Semblable à la flamme de la lampe du chœur, sa prière veille seule, et seule
s'élance vers Dieu. Il invoque Martin, le saint guerrier, et ne s'aperçoit
des heures qui fuient, que lorsque le crépuscule du matin, perçant à travers
les vitraux, vient répandre dans le sanctuaire une lueur incertaine. Il se
lève alors : les portes de l'église sont ouvertes, et le peuple se précipite
dans le saint lieu. Un guerrier s'avance, porteur d'une pique, d'un bouclier,
d'une cotte de mailles. Maxime, dit-il, tu nous a promis la victoire, viens donc à notre tête et
guide-nous. Prends en main ce fer, saisis ce bouclier, couvre-toi de cette armure
! Maxime
sourit à ces paroles : Reprenez, répond-il, ces dons que vous m'offrez : ce ne sont point là les armes
d'un prêtre du Seigneur ! Retournez, prenez avec vous les coupes de vos repas
et suivez-moi ! Une
heure après, le peuple et les soldats sont réunis sur la place de Chinon.

• Données d'étiquetage par coordonnées
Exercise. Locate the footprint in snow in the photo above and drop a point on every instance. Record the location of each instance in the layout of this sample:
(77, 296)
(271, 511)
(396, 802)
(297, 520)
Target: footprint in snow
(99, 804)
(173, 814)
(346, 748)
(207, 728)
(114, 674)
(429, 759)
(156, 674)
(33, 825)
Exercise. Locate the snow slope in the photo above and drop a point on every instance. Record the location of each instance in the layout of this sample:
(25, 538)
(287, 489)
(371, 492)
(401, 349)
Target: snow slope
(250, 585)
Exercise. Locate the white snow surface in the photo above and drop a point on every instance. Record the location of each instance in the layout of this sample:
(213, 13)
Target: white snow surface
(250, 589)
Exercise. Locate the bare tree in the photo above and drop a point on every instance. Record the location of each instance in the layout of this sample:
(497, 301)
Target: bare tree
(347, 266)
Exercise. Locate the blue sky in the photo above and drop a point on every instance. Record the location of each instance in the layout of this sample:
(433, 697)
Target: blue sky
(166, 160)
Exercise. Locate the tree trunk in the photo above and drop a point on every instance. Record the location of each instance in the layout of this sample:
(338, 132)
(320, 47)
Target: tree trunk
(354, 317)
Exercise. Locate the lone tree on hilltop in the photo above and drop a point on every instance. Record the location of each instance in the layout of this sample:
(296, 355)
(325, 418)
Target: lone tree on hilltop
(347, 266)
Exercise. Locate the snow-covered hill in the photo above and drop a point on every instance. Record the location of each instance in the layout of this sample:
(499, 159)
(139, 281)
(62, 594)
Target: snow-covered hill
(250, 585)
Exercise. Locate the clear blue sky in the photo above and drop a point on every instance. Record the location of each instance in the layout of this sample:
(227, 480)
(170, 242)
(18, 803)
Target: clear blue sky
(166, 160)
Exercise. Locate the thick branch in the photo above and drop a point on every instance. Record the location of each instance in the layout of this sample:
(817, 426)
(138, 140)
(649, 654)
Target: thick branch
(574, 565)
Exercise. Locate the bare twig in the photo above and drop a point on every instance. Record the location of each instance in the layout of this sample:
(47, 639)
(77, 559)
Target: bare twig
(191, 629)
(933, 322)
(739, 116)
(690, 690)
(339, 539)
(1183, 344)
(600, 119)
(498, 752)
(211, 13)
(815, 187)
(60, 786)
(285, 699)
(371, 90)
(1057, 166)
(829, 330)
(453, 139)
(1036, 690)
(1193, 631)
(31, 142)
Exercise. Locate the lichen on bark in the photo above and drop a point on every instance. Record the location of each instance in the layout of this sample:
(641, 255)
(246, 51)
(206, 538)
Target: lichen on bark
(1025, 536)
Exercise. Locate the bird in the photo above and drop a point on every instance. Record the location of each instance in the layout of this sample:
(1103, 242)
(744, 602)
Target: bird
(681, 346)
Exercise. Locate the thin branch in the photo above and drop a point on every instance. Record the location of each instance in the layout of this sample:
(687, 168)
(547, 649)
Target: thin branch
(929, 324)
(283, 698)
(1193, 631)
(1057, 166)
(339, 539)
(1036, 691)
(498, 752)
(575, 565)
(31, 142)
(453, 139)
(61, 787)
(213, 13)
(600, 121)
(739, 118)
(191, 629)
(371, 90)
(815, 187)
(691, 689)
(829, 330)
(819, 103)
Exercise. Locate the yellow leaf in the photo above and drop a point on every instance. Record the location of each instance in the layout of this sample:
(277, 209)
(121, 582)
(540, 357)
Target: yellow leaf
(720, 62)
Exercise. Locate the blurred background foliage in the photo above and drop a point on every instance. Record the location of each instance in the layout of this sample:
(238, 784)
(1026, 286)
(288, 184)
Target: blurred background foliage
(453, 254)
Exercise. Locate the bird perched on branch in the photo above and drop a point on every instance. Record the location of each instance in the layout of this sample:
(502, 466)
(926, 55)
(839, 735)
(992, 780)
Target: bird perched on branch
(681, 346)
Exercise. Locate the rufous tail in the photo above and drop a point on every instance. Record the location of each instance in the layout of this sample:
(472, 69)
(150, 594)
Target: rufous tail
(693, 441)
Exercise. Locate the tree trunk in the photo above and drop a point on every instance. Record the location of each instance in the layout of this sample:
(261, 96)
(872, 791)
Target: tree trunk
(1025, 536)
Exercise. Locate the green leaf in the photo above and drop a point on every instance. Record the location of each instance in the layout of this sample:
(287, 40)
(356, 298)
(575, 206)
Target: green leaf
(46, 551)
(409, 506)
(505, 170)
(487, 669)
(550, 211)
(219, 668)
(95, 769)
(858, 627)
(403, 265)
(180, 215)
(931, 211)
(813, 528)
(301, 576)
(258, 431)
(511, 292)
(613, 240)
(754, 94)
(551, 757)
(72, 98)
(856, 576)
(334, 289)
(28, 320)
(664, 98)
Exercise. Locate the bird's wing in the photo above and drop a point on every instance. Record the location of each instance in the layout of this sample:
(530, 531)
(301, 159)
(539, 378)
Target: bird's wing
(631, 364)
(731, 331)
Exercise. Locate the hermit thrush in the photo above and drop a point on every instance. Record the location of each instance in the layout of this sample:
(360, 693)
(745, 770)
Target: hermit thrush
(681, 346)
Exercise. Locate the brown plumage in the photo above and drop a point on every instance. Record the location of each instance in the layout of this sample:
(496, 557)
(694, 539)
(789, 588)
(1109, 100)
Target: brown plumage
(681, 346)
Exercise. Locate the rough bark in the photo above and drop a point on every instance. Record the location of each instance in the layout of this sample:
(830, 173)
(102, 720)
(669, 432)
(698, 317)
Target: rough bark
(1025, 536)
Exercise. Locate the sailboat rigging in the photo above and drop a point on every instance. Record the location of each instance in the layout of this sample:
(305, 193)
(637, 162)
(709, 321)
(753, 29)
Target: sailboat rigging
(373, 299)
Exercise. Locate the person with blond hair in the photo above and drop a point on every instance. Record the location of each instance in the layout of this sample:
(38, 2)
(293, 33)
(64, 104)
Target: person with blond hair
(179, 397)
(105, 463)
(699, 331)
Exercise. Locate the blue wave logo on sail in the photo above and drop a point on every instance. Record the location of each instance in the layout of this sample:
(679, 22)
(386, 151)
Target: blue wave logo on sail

• Consigne
Dans l'extrait du document ci-dessus, de quoi le guerrier qui s'avance vers Maxime est-il porteur ?

• Réponse
D'une pique, d'un bouclier et d'une cotte de mailles.